Exercise task 1: Reproduce the Seymour Fogel biography below word for word.

Source text:
Seymour Fogel | |
Caption: | Seymour Fogel in 1937 |
Nationality: | American |
Movement: | Social realism |
Education: | Art Students League of New York (1929) National Academy of Design (1929 - 1932) |
Birth Date: | August 24, 1911 |
Death Date: | December 4, 1984 (age 73) |
Seymour Fogel (August 24, 1911 - December 4, 1984) was an American artist whose artistic output included social realist art early in the century, abstract art and expressionist art at mid-century, and transcendental art late in the century. His drive to experiment led him to work with expected media – oil paints, watercolors, and acrylics – as well as unconventional media such as glass, plastics, sand, and wax.
Seymour Fogel was born in New York City on August 24, 1911. He studied at the Art Students League in 1929 and at the National Academy of Design from 1929 to 1932 under such established artists as Leon Kroll and George Brandt Bridgman.
Fogel was dissatisfied with the schooling he received at the National Academy, noting in his memoirs: "when I left my school, I could copy most anything, draw the human figure and paint it, and nothing else. I didn't know what a painting really was, how to create anything, and my impressionable mind was firmly molded in academic papier-mâché."[1]
In 1932, upon graduation from the National Academy, Seymour Fogel served as an apprentice to the Mexican muralist Diego Rivera, then working on his controversial mural at Rockefeller Center in New York City. Fogel and Rivera became close friends, with the latter exercising a formative influence on the former. Rivera introduced Fogel to the techniques of large-scale mural painting.

Data entries:
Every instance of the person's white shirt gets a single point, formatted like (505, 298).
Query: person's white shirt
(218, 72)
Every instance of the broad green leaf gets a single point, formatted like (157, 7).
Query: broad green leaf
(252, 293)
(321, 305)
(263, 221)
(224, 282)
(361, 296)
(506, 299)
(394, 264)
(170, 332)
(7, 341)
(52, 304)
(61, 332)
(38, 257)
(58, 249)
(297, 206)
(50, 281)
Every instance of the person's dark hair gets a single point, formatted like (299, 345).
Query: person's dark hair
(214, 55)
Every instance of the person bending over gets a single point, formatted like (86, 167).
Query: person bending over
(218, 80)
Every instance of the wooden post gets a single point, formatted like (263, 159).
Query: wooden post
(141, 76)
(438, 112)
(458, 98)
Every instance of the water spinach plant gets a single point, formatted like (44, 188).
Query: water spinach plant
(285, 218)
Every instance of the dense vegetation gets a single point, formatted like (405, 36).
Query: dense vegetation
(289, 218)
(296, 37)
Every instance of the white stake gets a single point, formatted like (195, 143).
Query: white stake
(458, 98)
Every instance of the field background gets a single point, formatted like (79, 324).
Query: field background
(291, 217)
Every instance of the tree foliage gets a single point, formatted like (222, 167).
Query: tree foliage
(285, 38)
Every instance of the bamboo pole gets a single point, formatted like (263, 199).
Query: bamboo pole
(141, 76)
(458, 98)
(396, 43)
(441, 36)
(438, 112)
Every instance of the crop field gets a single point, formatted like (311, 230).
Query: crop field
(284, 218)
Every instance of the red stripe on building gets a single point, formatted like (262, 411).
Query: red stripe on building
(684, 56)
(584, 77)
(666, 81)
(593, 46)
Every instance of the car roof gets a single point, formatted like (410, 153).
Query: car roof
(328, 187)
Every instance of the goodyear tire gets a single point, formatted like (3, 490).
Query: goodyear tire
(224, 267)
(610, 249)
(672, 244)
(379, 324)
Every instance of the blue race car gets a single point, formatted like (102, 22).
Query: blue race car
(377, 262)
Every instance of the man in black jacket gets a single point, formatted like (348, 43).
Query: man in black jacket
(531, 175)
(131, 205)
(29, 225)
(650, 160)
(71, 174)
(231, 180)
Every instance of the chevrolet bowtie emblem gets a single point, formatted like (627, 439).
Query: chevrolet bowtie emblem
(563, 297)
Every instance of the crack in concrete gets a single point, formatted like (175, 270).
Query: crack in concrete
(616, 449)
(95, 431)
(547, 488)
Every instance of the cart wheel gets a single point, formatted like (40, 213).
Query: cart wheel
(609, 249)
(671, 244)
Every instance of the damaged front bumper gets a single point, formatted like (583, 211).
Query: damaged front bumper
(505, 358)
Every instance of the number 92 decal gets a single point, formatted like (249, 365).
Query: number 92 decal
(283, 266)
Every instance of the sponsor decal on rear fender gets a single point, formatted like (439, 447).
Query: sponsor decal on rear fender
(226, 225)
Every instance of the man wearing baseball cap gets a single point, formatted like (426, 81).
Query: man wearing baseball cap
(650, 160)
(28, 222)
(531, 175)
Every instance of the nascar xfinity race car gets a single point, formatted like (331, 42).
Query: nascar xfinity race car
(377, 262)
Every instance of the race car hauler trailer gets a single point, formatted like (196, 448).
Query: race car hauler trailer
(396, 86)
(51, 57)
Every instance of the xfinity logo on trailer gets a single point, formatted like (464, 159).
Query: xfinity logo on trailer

Exercise task 2: Locate each line in the records above that contains the string "building" and copy those lines out.

Problem solution 1:
Seymour Fogel | |
Caption: | Seymour Fogel in 1937 |
Nationality: | American |
Movement: | Social realism |
Education: | Art Students League of New York (1929) National Academy of Design (1929 - 1932) |
Birth Date: | August 24, 1911 |
Death Date: | December 4, 1984 (age 73) |
Seymour Fogel (August 24, 1911 - December 4, 1984) was an American artist whose artistic output included social realist art early in the century, abstract art and expressionist art at mid-century, and transcendental art late in the century. His drive to experiment led him to work with expected media – oil paints, watercolors, and acrylics – as well as unconventional media such as glass, plastics, sand, and wax.
Seymour Fogel was born in New York City on August 24, 1911. He studied at the Art Students League in 1929 and at the National Academy of Design from 1929 to 1932 under such established artists as Leon Kroll and George Brandt Bridgman.
Fogel was dissatisfied with the schooling he received at the National Academy, noting in his memoirs: "when I left my school, I could copy most anything, draw the human figure and paint it, and nothing else. I didn't know what a painting really was, how to create anything, and my impressionable mind was firmly molded in academic papier-mâché."[1]
In 1932, upon graduation from the National Academy, Seymour Fogel served as an apprentice to the Mexican muralist Diego Rivera, then working on his controversial mural at Rockefeller Center in New York City. Fogel and Rivera became close friends, with the latter exercising a formative influence on the former. Rivera introduced Fogel to the techniques of large-scale mural painting.

Problem solution 2:
Every instance of the red stripe on building gets a single point, formatted like (262, 411).
Query: red stripe on building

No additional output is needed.